# Saved data entries
- - - -
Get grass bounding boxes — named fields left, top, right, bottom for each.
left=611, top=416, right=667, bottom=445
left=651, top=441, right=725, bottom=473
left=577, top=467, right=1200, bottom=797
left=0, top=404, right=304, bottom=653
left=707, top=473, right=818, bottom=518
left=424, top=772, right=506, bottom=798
- - - -
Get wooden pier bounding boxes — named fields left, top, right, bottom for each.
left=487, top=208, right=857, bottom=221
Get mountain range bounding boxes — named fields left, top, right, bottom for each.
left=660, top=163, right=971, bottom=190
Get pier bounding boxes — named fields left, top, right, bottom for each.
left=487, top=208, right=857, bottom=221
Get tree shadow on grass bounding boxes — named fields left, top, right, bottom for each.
- - - -
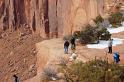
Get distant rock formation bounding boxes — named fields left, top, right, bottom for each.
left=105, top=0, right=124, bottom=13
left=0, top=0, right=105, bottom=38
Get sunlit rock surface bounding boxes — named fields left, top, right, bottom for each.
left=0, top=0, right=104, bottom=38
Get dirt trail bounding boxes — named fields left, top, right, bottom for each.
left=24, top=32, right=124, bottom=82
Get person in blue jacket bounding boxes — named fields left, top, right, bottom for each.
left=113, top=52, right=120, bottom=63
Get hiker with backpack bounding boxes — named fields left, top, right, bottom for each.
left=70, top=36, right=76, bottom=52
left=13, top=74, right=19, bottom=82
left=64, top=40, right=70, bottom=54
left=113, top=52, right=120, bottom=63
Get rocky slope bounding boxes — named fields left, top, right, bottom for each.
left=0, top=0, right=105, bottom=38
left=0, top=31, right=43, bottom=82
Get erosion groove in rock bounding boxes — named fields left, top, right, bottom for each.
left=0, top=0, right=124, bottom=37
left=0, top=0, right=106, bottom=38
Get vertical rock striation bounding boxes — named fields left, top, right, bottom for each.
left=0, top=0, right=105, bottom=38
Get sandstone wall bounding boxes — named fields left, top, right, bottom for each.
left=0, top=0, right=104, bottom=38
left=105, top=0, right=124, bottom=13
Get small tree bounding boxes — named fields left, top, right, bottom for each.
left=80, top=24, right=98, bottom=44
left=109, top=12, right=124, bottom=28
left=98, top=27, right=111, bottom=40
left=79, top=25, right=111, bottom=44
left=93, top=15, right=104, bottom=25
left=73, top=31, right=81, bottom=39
- - - -
# Task objective
Write out, from the lines above, only those from the line with "Get pier bounding" to the line with "Get tree shadow", exactly as given, including the first and the last.

# Problem solution
Get pier bounding boxes — named fields left, top, right, bottom for each.
left=487, top=208, right=857, bottom=221
Get tree shadow on grass bounding boxes — named fields left, top, right, bottom for each.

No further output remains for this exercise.